(Referring expression pointing data)
• • • • • • •

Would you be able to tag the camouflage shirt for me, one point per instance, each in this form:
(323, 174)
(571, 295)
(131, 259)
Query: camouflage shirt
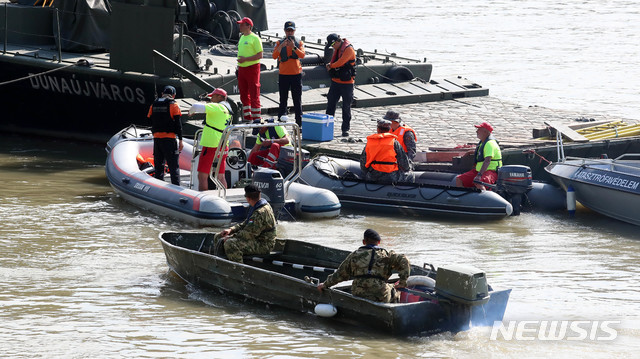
(370, 276)
(259, 226)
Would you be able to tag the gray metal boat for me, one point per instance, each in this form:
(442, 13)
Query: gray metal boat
(447, 299)
(95, 67)
(607, 186)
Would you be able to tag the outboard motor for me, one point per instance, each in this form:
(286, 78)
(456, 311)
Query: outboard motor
(514, 182)
(271, 184)
(286, 158)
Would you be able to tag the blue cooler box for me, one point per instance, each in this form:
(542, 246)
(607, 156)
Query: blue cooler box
(317, 127)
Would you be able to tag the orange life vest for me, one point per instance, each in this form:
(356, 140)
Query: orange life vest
(381, 155)
(400, 131)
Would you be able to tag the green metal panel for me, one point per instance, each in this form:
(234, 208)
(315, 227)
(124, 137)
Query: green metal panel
(137, 30)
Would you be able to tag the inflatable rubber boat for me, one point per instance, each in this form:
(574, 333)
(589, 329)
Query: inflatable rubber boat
(432, 192)
(135, 184)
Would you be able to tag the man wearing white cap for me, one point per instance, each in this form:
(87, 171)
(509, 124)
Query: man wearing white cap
(487, 157)
(217, 118)
(383, 159)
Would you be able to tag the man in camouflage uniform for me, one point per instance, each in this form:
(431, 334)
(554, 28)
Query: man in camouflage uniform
(370, 267)
(256, 235)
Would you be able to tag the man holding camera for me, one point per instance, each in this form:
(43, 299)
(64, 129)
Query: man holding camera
(342, 70)
(288, 52)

• • • • • • •

◆ WORK REQUEST: Every record above must be copied exactly, and no picture may appear in the copy.

◆ TASK RESULT:
Would you be able to tag the camouflage shirt for me, one point per instance, each in this form:
(323, 174)
(571, 295)
(131, 259)
Query: camouflage shirt
(370, 276)
(259, 226)
Would you be able to tag the gray metal boat for me, one point per instance, each in this form:
(442, 13)
Query: gray metal boat
(447, 299)
(95, 67)
(607, 186)
Would you be able to tag the outboard motor for me, one point per instance, each in this form:
(286, 78)
(456, 311)
Query: outboard motor
(514, 182)
(271, 184)
(286, 158)
Would you be able to tag the blue cooler box for me, one point per instance, each in this form:
(542, 246)
(607, 156)
Query: blue cooler box
(317, 127)
Would you be able to tag the orange life vest for me, one point per instance, each in this form:
(356, 140)
Query: orange life vest
(381, 155)
(400, 131)
Would you be able to tag the green metal panel for me, one point per instance, each in this form:
(234, 208)
(315, 227)
(124, 137)
Query: green metal panel
(137, 30)
Would you be able to tag the inflatable rubber boat for me, one point per instance, each in this form:
(574, 333)
(589, 329)
Query: inflatable rubber boat
(432, 192)
(135, 184)
Would you be able to tag the man wearing white cap for me, one point per instance, each in this form:
(87, 171)
(509, 124)
Query: man wearing white cap
(487, 157)
(217, 118)
(383, 159)
Would you be able to tag the man in camouflage uniform for me, one point per instance, each in this form:
(431, 334)
(554, 28)
Query: man in camouflage uniform
(370, 267)
(256, 235)
Would you be able to tag the man holding camera for me, one point per instance, each in this form:
(43, 299)
(64, 129)
Query: man holding camera
(342, 70)
(288, 52)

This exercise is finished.